Problem: Reproduce all of the data below word for word, leaving out the pictures.

[Start]

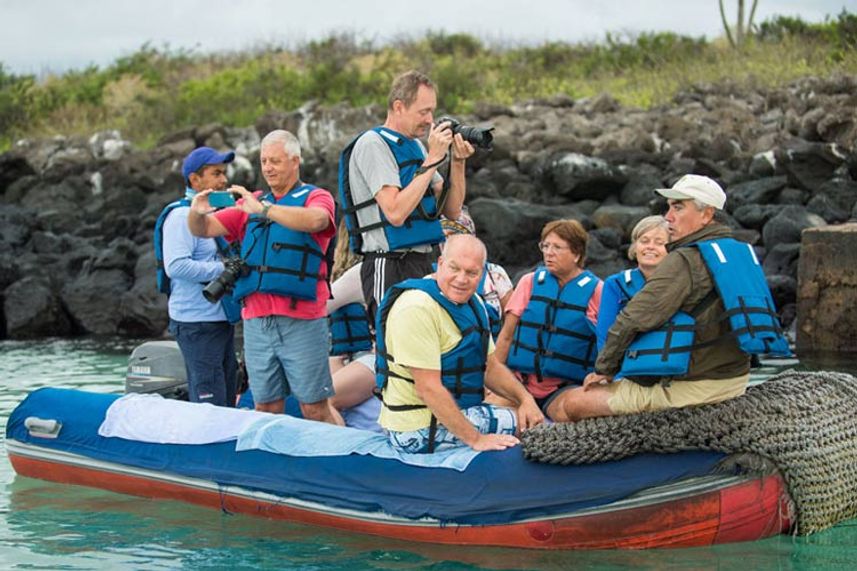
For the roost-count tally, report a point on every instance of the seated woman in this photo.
(496, 286)
(648, 247)
(548, 335)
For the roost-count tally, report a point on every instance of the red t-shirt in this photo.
(260, 304)
(518, 302)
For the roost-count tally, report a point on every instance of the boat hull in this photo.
(697, 512)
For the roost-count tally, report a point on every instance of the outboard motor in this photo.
(157, 367)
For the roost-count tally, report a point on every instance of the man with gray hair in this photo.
(391, 191)
(435, 355)
(686, 337)
(282, 284)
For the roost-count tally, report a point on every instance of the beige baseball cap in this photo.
(694, 186)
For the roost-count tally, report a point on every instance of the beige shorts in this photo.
(628, 397)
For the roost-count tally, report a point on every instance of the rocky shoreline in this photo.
(77, 215)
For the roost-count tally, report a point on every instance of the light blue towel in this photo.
(298, 437)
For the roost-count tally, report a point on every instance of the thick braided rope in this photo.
(805, 423)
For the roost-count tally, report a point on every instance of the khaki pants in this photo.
(629, 397)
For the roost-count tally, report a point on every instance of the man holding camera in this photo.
(282, 285)
(391, 190)
(204, 330)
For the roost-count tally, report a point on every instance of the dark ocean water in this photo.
(52, 526)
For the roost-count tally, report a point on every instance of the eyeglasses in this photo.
(547, 247)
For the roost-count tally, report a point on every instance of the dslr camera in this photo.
(476, 136)
(223, 284)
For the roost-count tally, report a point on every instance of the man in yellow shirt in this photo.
(436, 357)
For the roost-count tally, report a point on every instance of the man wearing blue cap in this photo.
(204, 331)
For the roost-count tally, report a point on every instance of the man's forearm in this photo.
(457, 189)
(301, 219)
(406, 200)
(197, 224)
(443, 406)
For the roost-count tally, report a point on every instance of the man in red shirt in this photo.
(283, 287)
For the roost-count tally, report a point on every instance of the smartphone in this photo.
(221, 199)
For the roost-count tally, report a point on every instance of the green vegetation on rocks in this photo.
(156, 91)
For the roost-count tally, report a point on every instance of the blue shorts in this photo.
(487, 419)
(287, 356)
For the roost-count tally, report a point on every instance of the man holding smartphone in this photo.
(285, 235)
(204, 331)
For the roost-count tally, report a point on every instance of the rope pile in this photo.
(805, 423)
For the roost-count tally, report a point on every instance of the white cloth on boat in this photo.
(152, 418)
(298, 437)
(364, 415)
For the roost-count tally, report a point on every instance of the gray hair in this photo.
(457, 241)
(646, 224)
(289, 142)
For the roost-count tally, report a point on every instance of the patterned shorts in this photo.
(487, 419)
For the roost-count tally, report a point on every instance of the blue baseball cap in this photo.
(202, 156)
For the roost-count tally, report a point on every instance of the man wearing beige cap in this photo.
(717, 369)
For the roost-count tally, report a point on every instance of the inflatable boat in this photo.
(498, 499)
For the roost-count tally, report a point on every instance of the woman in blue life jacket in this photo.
(354, 375)
(648, 248)
(548, 334)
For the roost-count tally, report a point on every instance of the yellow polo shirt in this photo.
(418, 332)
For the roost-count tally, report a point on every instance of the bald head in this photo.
(465, 243)
(460, 267)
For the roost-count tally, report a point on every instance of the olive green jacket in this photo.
(680, 282)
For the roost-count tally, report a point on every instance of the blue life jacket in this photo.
(422, 226)
(493, 314)
(349, 330)
(463, 367)
(740, 284)
(662, 352)
(553, 337)
(280, 260)
(230, 305)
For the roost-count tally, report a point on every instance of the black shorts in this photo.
(382, 270)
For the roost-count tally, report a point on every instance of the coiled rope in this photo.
(805, 423)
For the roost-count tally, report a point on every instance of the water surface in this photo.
(53, 526)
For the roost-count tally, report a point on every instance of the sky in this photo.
(51, 36)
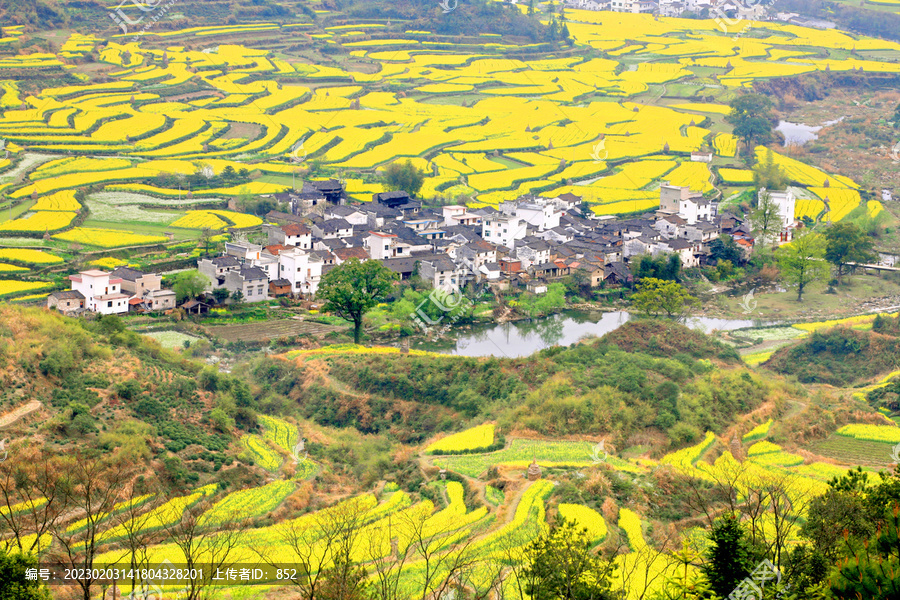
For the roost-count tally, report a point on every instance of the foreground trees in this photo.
(657, 297)
(803, 260)
(846, 243)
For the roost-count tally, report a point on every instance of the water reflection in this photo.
(522, 338)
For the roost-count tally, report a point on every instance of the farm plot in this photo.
(172, 339)
(520, 452)
(849, 450)
(470, 439)
(269, 330)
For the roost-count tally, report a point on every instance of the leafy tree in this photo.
(765, 221)
(751, 117)
(656, 297)
(769, 174)
(561, 566)
(205, 238)
(730, 557)
(404, 176)
(353, 288)
(803, 260)
(13, 585)
(846, 243)
(190, 284)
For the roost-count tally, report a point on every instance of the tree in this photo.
(803, 260)
(205, 237)
(321, 548)
(730, 557)
(769, 174)
(95, 486)
(13, 585)
(751, 117)
(220, 294)
(765, 221)
(551, 300)
(561, 566)
(190, 284)
(846, 243)
(656, 297)
(404, 176)
(207, 550)
(353, 288)
(27, 477)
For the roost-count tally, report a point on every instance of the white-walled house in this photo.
(380, 244)
(302, 269)
(102, 293)
(681, 201)
(786, 203)
(541, 214)
(503, 230)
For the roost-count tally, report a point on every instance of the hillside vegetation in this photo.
(841, 356)
(669, 388)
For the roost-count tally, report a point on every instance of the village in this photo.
(523, 244)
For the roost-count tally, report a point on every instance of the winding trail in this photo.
(19, 412)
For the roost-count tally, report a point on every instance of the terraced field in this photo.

[End]

Written reply:
For the roost-count tally, report a point on every instance of the seated woman in this photo.
(496, 286)
(648, 247)
(548, 335)
For the roost-count tally, report a point on every instance of the red t-shirt in this photo.
(260, 304)
(518, 302)
For the roost-count tally, report a point on every instance of the boat hull in this photo.
(697, 512)
For the roost-count tally, report a point on every instance of the outboard motor in this photo.
(157, 367)
For the roost-count tally, report a point on every instance of the man with gray hair in this photo.
(391, 191)
(435, 355)
(686, 337)
(282, 284)
For the roost-count tally, report a point on every instance of the beige baseball cap in this photo.
(694, 186)
For the roost-count tally, report a point on every instance of the beige shorts in this photo.
(628, 397)
For the roost-count tally, report a point on every instance of the rocky shoreline in this photo.
(77, 215)
For the roost-count tally, report a point on every instance of the light blue towel in this photo.
(298, 437)
For the roost-count tally, report a point on every instance of the thick braided rope in this photo.
(805, 423)
For the roost-count tally, report a point on every instance of the khaki pants in this photo.
(629, 397)
For the roost-count tally, report a point on every instance of the man holding camera in this photo.
(282, 285)
(391, 190)
(204, 330)
For the roost-count tally, report a point on every instance of the dark ocean water in this photo.
(52, 526)
For the roost-count tally, report a point on every instance of the eyeglasses in this photo.
(547, 247)
For the roost-count tally, report a point on every instance of the dslr camera in this photo.
(476, 136)
(223, 284)
For the roost-count tally, report a point on every instance of the man in yellow shirt in this photo.
(436, 357)
For the roost-count tally, report a point on every instance of the man wearing blue cap in this photo.
(204, 331)
For the roost-count tally, report a point on every instance of the man's forearm in this photo.
(457, 189)
(301, 219)
(406, 200)
(197, 224)
(443, 406)
For the roost-count tally, report a point on every instance of the man in red shirt in this photo.
(283, 287)
For the roost-count tally, report a point on every instance of the smartphone in this photo.
(221, 199)
For the roost-count tally, report a point on every instance of the green vegetation on rocks in this photo.
(156, 91)
For the roost-count tally, report a point on every instance of the blue shorts in this photo.
(487, 419)
(287, 356)
For the roost-count tally, report a point on every instance of the man holding smartphone in this photo.
(285, 235)
(204, 331)
For the roost-count tally, report a point on every instance of the rope pile in this photo.
(805, 423)
For the roost-count tally, report a point on every instance of the white cloth on boat in this photo.
(152, 418)
(298, 437)
(364, 415)
For the roost-count tally, report a point on every instance of the gray hair in this photo.
(457, 241)
(646, 224)
(289, 142)
For the roost-count tally, report a point on every instance of the patterned shorts in this photo.
(487, 419)
For the roost-count tally, report a point on every instance of the blue baseball cap in this photo.
(202, 156)
For the roost-count tally, report a point on every instance of the man wearing beige cap in this photo.
(717, 369)
For the roost-count tally, report a point on every instance of the inflatable boat in this photo.
(498, 499)
For the roost-count tally, report a point on every instance of the woman in blue life jacket in this photo.
(354, 375)
(648, 248)
(548, 334)
For the roost-count tally, report a point on every instance of the yellow polo shirt in this photo.
(418, 332)
For the roost-count tally, report a point on every instance of the bald head in this photo.
(465, 243)
(460, 267)
For the roost-count tally, report a point on every instance of the olive green jacket in this photo.
(680, 282)
For the roost-count tally, report a point on every instance of the blue life jacket in this photo.
(422, 226)
(493, 314)
(349, 330)
(463, 367)
(740, 284)
(662, 352)
(553, 337)
(280, 260)
(230, 305)
For the roost-count tally, report a point on every instance of the black shorts in this photo.
(382, 270)
For the roost-count tally, report a point on every instance of the coiled rope in this photo.
(805, 423)
For the roost-count tally, report a point on every instance of the water surface in this photo.
(53, 526)
For the roost-count tally, report a point on every instance of the sky in this photo.
(51, 36)
For the roost-count tally, report a point on every instance of the foreground trees in this photo.
(657, 297)
(803, 260)
(846, 243)
For the roost-count tally, report a point on every instance of the water reflection in this photo.
(522, 338)
For the roost-count tally, report a point on every instance of the farm plot in this photo.
(172, 339)
(520, 452)
(849, 450)
(470, 439)
(269, 330)
For the roost-count tally, report a point on every instance of the leafy tree in this photo.
(765, 221)
(751, 117)
(656, 297)
(769, 174)
(561, 566)
(205, 238)
(730, 557)
(404, 176)
(353, 288)
(803, 260)
(13, 585)
(846, 243)
(190, 284)
For the roost-count tally, report a point on every instance of the tree in this photo.
(803, 260)
(205, 237)
(321, 548)
(730, 557)
(769, 174)
(95, 486)
(13, 585)
(751, 117)
(220, 294)
(765, 221)
(551, 300)
(561, 566)
(190, 284)
(846, 243)
(656, 297)
(404, 176)
(207, 550)
(353, 288)
(27, 477)
For the roost-count tally, report a point on every instance of the white-walled house in this photo.
(380, 244)
(302, 269)
(102, 293)
(681, 201)
(786, 203)
(541, 214)
(503, 230)
For the roost-count tally, report a point on every instance of the hillside vegetation in this photo.
(841, 356)
(669, 388)
For the roost-count tally, report a point on every instance of the village in this photo.
(523, 244)
For the roost-count tally, report a point on every instance of the winding trail in this photo.
(19, 412)
For the roost-count tally, report a point on every instance of the terraced field in this photo.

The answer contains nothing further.